Material:
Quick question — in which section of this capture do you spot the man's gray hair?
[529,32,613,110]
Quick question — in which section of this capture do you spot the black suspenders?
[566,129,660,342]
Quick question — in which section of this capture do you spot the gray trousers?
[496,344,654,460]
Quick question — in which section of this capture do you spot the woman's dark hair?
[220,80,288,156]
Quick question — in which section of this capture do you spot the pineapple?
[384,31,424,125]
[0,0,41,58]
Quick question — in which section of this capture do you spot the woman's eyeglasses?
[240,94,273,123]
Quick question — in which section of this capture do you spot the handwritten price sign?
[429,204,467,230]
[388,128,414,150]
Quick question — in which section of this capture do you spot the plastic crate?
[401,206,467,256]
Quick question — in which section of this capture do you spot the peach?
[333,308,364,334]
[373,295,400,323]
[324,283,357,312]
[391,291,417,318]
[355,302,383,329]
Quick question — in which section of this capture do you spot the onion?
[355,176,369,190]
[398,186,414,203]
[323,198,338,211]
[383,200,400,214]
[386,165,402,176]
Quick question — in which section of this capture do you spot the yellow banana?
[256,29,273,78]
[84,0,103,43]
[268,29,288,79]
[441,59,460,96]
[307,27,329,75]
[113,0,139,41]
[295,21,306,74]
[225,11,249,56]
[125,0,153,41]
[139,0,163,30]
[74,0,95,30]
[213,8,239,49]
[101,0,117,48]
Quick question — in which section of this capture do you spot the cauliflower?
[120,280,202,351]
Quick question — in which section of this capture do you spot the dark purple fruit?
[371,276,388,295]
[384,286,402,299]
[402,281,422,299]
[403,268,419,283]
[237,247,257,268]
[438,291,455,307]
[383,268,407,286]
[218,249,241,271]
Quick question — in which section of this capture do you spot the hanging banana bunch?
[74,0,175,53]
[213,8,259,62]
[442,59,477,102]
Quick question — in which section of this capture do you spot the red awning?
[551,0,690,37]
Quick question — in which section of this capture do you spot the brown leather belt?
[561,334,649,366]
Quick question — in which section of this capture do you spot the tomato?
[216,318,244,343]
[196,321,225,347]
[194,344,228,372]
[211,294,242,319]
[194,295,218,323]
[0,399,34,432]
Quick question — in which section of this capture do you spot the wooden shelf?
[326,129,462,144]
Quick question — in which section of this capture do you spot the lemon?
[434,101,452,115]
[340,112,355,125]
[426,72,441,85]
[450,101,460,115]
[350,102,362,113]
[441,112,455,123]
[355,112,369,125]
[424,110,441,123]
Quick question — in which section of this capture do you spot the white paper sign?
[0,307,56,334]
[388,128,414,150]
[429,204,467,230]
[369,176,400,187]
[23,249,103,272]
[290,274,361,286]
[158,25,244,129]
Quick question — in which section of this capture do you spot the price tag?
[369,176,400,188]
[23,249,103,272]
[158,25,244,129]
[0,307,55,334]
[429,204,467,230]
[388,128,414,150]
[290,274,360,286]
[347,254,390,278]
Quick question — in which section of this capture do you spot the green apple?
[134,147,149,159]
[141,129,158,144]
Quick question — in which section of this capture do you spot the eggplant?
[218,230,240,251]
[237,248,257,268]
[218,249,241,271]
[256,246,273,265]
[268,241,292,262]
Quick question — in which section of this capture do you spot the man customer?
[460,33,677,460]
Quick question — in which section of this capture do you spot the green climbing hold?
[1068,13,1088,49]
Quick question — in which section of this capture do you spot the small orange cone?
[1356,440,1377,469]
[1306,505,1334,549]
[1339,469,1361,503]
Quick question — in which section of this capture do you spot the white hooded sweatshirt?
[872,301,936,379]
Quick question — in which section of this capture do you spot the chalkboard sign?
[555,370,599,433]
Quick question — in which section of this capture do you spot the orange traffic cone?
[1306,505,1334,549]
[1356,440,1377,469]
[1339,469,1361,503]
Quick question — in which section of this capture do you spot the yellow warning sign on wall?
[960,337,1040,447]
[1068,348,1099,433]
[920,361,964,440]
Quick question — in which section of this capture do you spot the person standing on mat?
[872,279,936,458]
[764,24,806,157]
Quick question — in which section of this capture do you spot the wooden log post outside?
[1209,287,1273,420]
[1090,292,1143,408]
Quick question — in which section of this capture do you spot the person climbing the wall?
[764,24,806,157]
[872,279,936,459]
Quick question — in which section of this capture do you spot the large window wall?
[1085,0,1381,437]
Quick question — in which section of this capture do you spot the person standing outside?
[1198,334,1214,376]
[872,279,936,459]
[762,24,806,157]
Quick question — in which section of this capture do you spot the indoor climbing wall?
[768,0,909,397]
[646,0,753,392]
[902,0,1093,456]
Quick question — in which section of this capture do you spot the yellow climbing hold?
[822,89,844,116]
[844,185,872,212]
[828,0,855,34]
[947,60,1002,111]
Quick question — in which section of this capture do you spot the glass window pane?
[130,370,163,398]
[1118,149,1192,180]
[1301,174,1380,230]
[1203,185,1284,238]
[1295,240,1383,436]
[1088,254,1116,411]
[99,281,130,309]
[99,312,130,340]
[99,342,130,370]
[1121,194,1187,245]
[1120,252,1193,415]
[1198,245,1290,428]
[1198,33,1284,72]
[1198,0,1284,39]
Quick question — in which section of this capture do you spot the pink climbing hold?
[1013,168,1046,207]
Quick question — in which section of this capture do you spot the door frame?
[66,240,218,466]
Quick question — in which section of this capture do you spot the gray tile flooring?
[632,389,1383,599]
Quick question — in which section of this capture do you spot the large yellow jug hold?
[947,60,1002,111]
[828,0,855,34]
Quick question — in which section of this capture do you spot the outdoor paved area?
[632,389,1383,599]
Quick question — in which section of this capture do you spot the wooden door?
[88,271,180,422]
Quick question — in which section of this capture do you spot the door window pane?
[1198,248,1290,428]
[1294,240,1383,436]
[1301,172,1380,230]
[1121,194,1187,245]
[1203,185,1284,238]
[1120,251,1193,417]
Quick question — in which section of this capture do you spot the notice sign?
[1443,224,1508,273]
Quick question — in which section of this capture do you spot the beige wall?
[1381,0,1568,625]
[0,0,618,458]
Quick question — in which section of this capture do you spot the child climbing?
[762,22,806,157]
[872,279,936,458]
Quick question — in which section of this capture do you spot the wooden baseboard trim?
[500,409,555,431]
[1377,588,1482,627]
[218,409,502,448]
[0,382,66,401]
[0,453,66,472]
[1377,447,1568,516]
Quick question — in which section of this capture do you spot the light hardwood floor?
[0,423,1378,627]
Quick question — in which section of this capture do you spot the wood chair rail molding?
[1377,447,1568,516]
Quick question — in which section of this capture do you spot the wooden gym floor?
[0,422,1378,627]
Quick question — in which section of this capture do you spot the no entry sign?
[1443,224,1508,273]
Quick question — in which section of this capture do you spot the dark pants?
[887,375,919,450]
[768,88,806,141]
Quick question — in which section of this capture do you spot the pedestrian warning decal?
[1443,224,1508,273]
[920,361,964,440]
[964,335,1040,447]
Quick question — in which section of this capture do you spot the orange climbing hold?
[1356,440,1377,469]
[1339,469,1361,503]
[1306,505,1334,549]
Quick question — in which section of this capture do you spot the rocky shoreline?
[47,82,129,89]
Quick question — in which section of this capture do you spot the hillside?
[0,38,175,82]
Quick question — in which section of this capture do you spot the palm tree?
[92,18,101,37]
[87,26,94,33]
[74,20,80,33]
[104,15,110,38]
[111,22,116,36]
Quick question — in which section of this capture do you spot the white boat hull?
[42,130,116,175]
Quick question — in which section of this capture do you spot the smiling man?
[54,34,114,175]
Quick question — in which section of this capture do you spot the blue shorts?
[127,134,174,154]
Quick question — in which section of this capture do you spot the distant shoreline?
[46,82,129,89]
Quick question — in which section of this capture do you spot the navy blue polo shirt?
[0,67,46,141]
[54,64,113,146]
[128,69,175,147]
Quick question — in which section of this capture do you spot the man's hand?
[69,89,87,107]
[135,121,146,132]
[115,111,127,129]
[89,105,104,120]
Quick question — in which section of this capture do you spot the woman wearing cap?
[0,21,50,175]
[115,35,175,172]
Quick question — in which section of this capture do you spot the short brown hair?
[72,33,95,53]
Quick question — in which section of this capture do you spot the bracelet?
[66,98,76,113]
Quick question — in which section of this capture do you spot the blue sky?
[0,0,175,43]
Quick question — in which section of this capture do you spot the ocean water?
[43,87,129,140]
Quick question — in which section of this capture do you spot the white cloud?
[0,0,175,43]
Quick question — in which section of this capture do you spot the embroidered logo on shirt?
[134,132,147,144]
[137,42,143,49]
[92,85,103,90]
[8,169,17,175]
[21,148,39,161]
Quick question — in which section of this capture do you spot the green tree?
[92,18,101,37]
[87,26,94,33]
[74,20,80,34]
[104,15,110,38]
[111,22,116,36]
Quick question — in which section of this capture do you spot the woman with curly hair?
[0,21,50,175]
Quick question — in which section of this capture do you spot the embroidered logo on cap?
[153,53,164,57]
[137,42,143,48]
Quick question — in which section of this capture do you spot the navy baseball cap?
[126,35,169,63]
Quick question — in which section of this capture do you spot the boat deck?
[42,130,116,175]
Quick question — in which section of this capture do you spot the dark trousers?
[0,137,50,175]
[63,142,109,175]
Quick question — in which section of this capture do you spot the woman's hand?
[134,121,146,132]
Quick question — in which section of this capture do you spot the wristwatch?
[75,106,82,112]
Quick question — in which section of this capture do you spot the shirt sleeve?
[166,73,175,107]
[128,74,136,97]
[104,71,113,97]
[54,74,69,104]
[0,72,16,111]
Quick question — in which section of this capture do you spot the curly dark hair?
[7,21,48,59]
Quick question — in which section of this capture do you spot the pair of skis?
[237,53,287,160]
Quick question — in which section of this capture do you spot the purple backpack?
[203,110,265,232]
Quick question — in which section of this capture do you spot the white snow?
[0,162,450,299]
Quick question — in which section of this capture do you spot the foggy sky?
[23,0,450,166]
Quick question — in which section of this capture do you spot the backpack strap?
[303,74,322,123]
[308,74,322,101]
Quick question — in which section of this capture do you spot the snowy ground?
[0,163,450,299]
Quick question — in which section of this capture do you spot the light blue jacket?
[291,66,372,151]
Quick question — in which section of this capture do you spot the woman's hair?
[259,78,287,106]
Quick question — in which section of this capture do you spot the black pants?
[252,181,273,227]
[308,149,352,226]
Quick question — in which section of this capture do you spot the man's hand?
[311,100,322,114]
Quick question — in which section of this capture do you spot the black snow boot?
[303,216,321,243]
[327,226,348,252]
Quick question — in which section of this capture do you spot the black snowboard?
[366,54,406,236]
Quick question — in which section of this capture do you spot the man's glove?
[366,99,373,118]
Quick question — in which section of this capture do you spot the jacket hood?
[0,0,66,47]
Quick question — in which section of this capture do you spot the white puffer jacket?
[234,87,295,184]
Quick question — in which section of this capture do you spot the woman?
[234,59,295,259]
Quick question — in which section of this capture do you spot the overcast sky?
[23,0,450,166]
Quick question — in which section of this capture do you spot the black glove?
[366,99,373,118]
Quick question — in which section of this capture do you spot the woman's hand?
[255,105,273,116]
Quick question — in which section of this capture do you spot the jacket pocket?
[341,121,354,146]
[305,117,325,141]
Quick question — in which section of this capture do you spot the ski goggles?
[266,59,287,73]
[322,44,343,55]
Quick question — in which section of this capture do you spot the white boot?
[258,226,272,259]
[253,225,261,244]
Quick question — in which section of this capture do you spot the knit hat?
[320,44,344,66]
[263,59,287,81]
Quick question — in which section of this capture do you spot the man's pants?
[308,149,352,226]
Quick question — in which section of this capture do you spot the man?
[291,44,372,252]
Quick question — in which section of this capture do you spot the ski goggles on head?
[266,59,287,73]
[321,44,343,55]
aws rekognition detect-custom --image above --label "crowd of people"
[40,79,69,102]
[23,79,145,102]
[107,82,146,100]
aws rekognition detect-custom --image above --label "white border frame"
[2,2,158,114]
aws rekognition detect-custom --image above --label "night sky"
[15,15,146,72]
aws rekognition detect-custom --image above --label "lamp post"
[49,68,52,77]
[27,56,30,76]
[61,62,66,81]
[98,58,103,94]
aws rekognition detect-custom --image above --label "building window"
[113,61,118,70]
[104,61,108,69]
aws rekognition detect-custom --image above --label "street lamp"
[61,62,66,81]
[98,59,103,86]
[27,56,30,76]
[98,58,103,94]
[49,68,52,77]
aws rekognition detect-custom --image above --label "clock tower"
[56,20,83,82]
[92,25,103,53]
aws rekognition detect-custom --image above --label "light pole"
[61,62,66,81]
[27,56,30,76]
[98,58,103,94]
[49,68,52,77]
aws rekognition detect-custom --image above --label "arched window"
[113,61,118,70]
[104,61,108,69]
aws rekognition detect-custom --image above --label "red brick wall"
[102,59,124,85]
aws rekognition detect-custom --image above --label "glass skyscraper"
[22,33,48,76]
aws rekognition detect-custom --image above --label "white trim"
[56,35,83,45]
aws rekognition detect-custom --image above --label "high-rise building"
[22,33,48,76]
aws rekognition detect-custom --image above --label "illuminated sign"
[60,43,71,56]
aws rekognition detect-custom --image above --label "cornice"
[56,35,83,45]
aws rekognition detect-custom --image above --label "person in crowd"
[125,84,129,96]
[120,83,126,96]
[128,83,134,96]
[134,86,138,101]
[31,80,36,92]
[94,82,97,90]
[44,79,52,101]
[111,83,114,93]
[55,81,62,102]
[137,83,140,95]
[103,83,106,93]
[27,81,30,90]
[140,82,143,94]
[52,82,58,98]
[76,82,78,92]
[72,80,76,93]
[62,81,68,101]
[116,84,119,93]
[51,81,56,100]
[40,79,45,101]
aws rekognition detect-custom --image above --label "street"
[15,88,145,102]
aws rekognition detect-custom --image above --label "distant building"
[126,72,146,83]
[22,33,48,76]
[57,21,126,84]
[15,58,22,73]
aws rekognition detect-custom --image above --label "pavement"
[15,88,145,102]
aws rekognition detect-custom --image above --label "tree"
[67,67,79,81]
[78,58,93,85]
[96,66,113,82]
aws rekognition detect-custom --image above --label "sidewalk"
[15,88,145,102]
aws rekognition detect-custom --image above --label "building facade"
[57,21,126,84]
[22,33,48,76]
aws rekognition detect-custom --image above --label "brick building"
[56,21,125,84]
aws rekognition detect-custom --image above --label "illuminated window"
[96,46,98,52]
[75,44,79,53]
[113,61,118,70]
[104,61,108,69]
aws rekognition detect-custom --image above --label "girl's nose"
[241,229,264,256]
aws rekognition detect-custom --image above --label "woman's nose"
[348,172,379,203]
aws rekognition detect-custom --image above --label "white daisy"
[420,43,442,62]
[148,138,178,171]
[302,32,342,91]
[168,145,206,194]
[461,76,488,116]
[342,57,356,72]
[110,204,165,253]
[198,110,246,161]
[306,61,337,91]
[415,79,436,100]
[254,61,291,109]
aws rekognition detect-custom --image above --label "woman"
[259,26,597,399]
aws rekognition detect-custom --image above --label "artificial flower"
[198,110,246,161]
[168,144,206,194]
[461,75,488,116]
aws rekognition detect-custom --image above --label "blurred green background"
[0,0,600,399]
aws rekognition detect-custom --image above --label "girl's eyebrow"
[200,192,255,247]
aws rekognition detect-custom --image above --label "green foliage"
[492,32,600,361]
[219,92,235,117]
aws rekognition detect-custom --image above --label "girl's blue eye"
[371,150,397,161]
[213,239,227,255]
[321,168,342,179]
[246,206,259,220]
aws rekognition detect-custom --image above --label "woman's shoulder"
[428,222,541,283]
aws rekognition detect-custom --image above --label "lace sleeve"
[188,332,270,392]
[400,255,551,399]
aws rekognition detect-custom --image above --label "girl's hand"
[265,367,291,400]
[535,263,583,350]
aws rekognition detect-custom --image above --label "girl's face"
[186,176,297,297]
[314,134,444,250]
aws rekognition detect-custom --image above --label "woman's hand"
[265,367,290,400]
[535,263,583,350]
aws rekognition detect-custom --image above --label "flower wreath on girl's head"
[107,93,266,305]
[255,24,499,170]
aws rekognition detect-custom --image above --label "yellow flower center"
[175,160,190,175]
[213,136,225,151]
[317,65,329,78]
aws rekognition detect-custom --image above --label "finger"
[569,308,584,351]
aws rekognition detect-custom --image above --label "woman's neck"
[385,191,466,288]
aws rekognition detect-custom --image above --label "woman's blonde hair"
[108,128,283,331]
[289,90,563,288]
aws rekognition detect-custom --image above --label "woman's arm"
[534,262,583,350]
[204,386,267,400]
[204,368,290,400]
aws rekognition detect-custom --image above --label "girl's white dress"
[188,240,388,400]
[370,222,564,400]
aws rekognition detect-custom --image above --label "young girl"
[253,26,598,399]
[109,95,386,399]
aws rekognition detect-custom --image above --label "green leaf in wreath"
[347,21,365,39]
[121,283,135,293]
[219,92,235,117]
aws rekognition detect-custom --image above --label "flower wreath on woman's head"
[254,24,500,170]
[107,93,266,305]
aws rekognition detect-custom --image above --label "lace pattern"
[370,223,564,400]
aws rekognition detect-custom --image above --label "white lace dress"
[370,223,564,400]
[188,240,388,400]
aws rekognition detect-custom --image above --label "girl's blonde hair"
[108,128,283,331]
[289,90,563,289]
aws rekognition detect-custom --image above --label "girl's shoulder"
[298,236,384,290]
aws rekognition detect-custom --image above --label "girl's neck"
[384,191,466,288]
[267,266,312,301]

Direction: Format the lines that begin at the start of the records and stop after the line containing "[220,80,288,156]" as a numbered list, leaving out blank lines.

Correct output:
1. Quick question — in which section of this capture do you spot the man's gray hair?
2. [529,32,613,110]
3. Quick question — in which section of this capture do you spot the black suspenders?
4. [566,129,660,342]
5. Quick question — in which section of this capture do you spot the gray trousers?
6. [496,344,654,460]
7. Quick question — in which section of this capture do you spot the woman's dark hair?
8. [220,80,288,156]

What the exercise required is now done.